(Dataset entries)
_ _ _
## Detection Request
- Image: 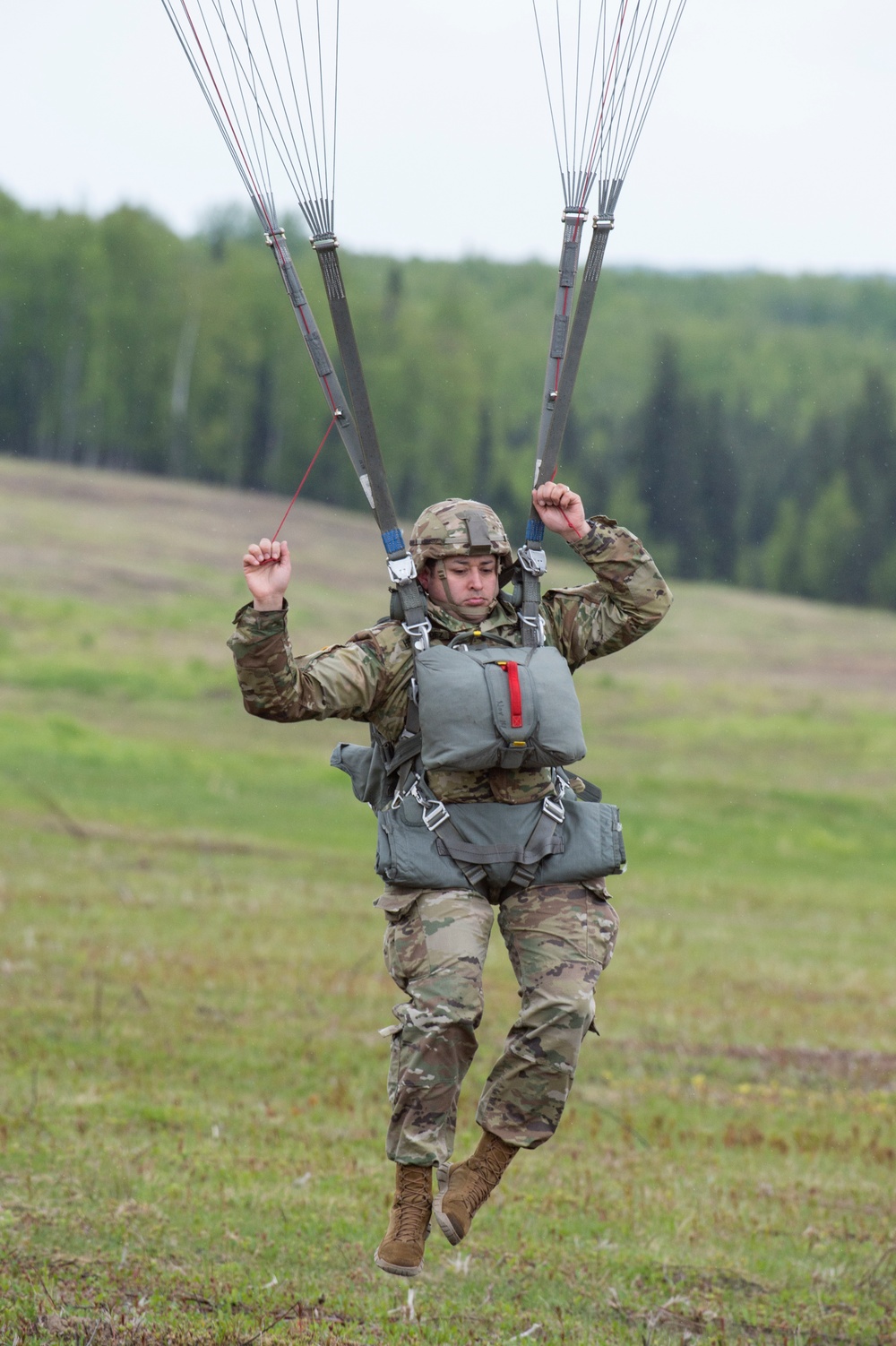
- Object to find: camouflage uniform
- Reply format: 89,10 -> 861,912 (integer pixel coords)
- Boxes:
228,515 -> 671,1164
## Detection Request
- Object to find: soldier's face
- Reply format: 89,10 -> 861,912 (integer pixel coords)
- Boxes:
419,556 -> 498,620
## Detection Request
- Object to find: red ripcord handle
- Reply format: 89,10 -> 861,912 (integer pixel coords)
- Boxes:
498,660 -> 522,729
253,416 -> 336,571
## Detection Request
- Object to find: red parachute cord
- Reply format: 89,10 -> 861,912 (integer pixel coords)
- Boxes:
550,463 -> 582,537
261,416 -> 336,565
_ _ _
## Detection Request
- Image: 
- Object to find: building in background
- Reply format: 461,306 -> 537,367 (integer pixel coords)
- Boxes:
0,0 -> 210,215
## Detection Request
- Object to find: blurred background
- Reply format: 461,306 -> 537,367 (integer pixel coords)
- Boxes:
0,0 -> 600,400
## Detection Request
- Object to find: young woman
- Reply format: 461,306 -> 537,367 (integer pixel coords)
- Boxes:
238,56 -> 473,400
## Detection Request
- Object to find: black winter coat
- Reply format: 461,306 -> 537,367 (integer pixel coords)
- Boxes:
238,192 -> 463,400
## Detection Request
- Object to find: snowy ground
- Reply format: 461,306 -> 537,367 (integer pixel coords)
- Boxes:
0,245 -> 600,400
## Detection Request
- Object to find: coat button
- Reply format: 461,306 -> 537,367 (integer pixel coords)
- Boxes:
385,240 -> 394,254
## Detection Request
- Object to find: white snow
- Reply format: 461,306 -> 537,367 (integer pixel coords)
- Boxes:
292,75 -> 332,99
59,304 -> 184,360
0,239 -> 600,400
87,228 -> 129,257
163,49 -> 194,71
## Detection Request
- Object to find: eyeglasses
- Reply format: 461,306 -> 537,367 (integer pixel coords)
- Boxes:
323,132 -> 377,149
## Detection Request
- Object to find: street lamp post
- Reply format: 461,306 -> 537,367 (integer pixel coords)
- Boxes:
_ _ _
§ What is asked:
Collect every line of the records above that contains the word "background", and copy each one out in full.

§ Solution to this problem:
- Object to find: building in background
- Object to find: blurred background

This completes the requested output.